**EXTRACT PROVIDED**
begin

This is not to trivialize sexual assault. Mr. Vilma is doing a bang-up job of that himself. Sexual assault is a serious and systemic issue and the very idea that Mr. Vilma is even tacitly equating it to someone “happening” to look at him in the locker room exhibits a level of privilege that is unavailable to anybody who isn’t a straight a man.
How are you supposed to respond, Mr. Vilma? If someone, anyone, gay or straight, is looking at you in a way that makes you feel uncomfortable, you should ask them to stop. If they do not, and they are your coworker, you should speak to your boss and get the situation resolved. This a fairly straight-forward process. But I’d bet money that isn’t going to happen.
First, because if you’ve made it to the locker room of the New Orleans Saints, my bet is that it’s probably not the first locker room you’ve ever seen.
But secondly, because most gay men aren’t sexual predators. To be clear, most straight men are also not sexual predators. But what Mr. Vilma is taking for granted is that any gay man who has made it to the New Orleans Saints locker room has also spent his entire life studiously NOT looking at the bodies of the other players. Not because he can’t control himself, and not because he even necessarily finds any of the players attractive. But because we still live in a society where if anybody were to perceive that player looking in a sexual manner at another player, his career and his life might actually be at risk.
But none of this is actually your discomfort with someone looking at you. It’s about your discomfort with gay people. If the very thought of someone accidentally looking at you naked makes you question how you should react, I would suggest you find a career that doesn’t involve quite so much group nudity or invest now a quality pair of jorts. Here I’m thinking…virtually every job except professional athlete.

end

**REQUIRED ACTIONS**
1. Reproduce the passage of the opinion piece on Mr. Vilma's locker-room remarks that begins at the words "This is not" and ends after the words "straight a man.", keeping it word for word.
2. Write out the rows word for word, beginning at the first row and ending with the line that contains "[(193, 408)]", with both ends included. Leave the pictures out.
The opinion piece and the rows that follow it are unrelated material.

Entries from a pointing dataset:
begin

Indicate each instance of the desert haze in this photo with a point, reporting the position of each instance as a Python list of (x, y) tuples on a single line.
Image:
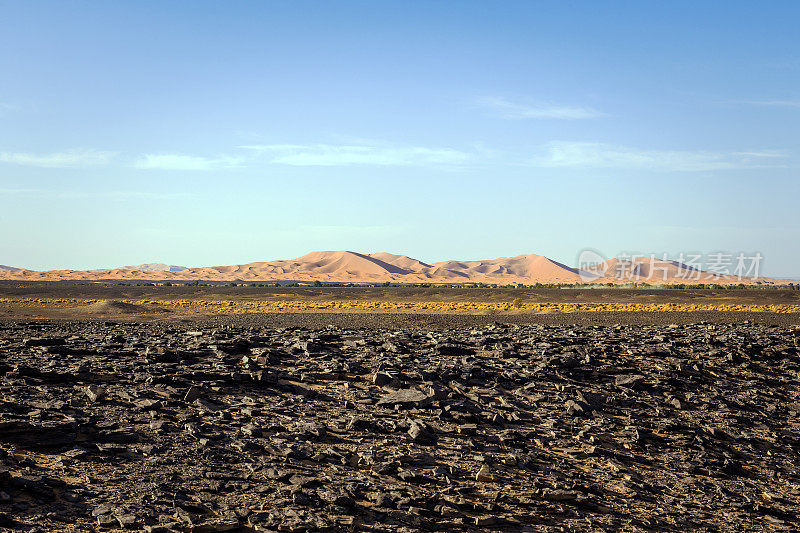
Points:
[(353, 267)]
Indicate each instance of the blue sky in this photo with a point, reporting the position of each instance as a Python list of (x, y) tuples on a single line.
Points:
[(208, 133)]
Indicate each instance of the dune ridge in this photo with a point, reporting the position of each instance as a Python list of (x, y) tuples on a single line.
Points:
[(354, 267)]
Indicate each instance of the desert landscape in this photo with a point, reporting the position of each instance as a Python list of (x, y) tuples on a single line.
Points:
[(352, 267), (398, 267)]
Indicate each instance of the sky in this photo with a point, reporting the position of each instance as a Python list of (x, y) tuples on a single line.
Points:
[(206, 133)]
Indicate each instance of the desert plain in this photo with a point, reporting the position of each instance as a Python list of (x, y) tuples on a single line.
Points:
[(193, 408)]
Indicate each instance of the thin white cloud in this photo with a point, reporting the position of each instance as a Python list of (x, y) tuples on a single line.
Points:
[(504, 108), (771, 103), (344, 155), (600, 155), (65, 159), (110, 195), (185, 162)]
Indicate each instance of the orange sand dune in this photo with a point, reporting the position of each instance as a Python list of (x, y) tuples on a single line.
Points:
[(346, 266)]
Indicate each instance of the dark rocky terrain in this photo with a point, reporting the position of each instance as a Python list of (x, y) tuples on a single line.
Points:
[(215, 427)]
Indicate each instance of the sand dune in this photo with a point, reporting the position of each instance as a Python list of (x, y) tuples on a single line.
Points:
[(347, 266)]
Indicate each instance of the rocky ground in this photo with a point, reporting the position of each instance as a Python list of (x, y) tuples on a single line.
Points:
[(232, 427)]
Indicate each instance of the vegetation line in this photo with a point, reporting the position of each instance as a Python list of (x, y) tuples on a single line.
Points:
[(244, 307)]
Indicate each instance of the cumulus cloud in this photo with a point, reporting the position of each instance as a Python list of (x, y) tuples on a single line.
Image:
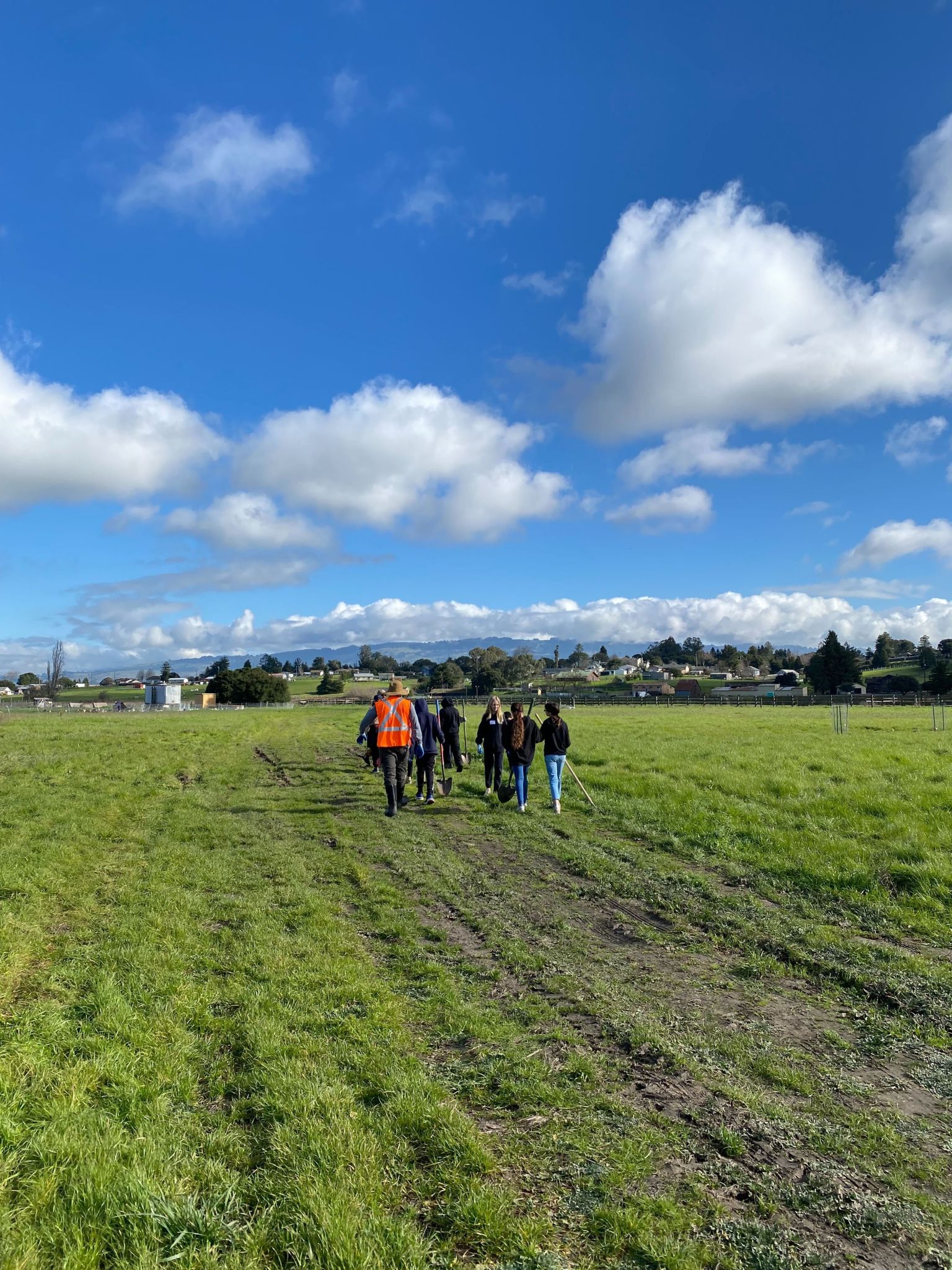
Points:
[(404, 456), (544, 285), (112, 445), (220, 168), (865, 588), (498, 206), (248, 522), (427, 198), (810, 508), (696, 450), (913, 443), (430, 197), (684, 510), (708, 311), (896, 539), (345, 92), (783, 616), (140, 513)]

end

**SOLVED TASKS**
1.
This is not to trivialize sexual assault. Mr. Vilma is doing a bang-up job of that himself. Sexual assault is a serious and systemic issue and the very idea that Mr. Vilma is even tacitly equating it to someone “happening” to look at him in the locker room exhibits a level of privilege that is unavailable to anybody who isn’t a straight a man.

2.
Indicate each instance of the desert haze in this photo with a point, reporting the position of each instance as a Python list of (x, y) tuples on a single line.
Image:
Points:
[(353, 267)]
Indicate each instance of the blue sky in this photo with a point, reporting the position of each instance as a Python list of (x, y) tuples on a single line.
Points:
[(208, 133)]
Indicate each instance of the dune ridge in this photo with a point, reporting the position of each instance as a Python list of (x, y) tuples on a single line.
Points:
[(354, 267)]
Indicate each instance of the desert landscape in this photo with a point, reporting the position of each instance as a Python list of (x, y) tuples on a single line.
Points:
[(352, 267), (398, 267)]
Indicate each instance of the sky in this photo with a point, reporting the position of each instance as a Python list of (x, y) tuples on a single line.
Points:
[(206, 133)]
Indicate each instance of the desert plain in this photo with a point, reporting the position of each instance as a Python list of (x, y) tuples on a single line.
Points:
[(193, 408)]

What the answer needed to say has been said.